**EXERCISE DIRECTIONS**
Locate every line in the records below that contains the word "bald", and copy each of those lines. Case counts.

(Part of a data file)
+++

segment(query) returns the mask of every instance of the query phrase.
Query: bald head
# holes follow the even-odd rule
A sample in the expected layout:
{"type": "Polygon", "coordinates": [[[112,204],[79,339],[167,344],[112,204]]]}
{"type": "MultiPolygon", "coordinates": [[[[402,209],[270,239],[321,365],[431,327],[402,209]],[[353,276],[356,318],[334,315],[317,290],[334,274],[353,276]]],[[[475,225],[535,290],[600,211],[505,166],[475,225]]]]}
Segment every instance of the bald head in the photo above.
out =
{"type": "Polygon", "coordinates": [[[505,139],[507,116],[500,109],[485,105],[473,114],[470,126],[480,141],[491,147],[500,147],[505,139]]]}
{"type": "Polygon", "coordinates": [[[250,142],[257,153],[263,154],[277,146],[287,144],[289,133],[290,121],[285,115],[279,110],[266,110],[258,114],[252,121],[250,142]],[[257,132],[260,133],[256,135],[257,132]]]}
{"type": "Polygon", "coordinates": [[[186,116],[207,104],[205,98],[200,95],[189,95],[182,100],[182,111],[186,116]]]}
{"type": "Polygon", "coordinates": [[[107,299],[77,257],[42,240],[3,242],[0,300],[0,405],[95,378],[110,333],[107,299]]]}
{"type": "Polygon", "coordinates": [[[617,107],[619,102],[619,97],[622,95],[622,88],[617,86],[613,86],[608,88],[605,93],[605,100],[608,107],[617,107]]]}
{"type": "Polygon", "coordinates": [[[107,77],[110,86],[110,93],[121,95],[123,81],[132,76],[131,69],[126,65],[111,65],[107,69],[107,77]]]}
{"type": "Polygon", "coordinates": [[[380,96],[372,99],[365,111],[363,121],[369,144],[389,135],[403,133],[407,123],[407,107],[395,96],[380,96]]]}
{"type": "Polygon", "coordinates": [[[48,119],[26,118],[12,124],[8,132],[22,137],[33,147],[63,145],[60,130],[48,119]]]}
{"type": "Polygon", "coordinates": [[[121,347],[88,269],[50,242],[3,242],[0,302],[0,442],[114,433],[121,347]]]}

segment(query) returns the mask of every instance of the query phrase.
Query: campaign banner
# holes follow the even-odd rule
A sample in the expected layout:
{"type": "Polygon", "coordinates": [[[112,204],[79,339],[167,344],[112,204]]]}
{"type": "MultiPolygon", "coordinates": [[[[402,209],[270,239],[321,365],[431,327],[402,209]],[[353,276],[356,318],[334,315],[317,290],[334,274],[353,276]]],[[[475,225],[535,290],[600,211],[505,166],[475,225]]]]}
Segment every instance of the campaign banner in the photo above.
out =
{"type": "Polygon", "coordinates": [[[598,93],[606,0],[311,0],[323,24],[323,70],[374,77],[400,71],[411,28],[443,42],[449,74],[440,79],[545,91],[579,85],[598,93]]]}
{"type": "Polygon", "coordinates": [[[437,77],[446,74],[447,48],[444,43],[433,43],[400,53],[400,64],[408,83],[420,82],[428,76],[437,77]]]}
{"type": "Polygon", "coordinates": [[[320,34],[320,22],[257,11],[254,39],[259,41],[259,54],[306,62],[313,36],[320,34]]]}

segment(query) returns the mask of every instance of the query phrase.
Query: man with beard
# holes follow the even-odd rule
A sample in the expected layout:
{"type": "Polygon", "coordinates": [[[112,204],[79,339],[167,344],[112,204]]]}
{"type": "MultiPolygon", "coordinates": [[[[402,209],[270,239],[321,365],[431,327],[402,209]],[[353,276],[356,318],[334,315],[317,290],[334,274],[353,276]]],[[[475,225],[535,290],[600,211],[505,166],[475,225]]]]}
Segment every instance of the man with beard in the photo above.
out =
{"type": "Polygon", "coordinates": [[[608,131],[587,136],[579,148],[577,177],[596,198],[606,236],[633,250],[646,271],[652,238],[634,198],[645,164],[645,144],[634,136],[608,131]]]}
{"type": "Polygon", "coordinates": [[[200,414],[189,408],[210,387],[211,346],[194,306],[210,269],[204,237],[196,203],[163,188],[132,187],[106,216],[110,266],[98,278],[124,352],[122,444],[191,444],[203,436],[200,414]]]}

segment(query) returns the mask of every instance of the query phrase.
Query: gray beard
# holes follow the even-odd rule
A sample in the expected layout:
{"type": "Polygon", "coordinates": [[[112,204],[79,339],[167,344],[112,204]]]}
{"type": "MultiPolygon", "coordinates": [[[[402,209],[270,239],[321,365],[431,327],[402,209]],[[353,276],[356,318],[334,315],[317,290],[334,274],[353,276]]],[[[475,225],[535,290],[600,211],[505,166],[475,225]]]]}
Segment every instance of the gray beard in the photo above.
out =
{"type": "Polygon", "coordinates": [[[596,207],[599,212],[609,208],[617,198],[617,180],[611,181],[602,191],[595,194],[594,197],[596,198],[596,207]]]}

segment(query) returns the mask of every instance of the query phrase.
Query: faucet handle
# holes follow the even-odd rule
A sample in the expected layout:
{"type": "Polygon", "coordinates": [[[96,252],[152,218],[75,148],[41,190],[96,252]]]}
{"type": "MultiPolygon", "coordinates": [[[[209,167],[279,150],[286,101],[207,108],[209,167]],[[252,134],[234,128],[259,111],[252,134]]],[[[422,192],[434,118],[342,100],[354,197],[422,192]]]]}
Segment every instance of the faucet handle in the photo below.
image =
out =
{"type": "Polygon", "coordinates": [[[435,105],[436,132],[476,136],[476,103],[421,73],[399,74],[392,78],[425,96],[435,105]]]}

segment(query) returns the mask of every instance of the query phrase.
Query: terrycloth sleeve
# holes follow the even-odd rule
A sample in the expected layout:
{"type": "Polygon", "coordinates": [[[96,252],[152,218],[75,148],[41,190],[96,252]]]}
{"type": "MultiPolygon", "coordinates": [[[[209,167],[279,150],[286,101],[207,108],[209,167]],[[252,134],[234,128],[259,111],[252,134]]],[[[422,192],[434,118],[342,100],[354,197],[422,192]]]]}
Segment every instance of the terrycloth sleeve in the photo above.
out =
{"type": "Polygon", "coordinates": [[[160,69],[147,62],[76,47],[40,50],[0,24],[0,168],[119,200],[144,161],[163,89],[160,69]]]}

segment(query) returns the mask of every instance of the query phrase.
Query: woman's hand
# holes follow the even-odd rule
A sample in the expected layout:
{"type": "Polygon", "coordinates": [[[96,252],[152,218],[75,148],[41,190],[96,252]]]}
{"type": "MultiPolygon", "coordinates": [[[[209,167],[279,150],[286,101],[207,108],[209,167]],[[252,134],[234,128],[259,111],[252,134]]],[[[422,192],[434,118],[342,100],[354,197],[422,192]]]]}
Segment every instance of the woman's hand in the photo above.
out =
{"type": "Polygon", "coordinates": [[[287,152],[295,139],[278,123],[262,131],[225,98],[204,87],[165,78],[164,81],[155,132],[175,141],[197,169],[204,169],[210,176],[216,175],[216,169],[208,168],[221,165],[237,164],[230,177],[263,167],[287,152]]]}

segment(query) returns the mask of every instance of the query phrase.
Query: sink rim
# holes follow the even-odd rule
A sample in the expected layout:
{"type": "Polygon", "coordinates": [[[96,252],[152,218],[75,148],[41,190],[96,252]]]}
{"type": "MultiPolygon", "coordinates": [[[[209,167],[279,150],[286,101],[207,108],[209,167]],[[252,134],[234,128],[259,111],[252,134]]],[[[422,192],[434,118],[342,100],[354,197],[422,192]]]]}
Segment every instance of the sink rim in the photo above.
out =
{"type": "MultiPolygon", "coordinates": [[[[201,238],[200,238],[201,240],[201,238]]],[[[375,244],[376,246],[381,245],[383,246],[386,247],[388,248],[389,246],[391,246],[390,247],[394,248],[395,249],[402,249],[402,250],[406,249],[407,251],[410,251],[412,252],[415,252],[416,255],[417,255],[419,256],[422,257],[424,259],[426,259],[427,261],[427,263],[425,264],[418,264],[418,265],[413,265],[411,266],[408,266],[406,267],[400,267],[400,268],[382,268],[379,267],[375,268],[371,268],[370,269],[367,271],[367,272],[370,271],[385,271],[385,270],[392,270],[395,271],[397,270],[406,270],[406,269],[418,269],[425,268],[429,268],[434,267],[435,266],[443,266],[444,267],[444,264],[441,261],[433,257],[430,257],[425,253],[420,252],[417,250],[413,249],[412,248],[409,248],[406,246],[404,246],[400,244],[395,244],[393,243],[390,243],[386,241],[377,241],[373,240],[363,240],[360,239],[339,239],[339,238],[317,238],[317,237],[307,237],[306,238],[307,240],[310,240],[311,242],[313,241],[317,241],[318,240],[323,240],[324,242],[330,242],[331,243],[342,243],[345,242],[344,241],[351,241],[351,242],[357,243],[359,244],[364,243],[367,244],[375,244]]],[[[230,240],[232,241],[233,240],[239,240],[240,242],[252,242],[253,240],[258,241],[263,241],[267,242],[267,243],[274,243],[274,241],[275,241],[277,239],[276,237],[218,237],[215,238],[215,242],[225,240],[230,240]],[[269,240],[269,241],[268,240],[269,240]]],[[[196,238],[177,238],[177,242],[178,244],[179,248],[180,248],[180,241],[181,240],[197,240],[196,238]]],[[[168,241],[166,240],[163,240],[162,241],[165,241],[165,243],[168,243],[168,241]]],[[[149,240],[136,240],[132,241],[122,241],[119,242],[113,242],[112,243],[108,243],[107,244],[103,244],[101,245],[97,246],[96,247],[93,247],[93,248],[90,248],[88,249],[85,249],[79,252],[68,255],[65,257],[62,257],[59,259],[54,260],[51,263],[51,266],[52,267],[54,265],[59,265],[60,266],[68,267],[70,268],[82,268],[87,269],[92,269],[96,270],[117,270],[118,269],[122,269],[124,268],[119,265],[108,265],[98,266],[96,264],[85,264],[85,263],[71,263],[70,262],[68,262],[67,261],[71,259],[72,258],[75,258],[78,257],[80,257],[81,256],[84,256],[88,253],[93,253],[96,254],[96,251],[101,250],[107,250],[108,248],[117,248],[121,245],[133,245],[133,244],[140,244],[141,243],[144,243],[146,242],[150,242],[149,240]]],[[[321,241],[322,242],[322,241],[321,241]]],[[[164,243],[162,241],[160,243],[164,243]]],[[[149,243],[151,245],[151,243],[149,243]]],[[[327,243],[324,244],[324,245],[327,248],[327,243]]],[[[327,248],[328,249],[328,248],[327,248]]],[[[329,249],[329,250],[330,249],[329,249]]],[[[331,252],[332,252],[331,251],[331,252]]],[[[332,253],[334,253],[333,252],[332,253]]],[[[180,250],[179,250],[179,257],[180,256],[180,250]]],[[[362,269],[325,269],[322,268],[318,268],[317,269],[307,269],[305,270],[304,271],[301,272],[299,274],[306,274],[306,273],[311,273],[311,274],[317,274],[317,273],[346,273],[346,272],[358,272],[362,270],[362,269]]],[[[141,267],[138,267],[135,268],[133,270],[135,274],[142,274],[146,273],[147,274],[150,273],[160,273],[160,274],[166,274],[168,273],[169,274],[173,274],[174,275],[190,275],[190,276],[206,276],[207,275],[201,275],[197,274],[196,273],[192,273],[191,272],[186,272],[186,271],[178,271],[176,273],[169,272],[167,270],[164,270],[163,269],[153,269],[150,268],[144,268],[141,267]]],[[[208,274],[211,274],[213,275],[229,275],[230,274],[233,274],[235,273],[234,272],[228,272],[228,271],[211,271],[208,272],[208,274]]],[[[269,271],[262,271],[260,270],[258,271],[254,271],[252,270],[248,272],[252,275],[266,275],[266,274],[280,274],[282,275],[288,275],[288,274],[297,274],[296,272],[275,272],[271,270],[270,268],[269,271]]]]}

+++

**ANSWER TO THE TASK**
Query: bald head
Segment every instance of the bald head in the photo above.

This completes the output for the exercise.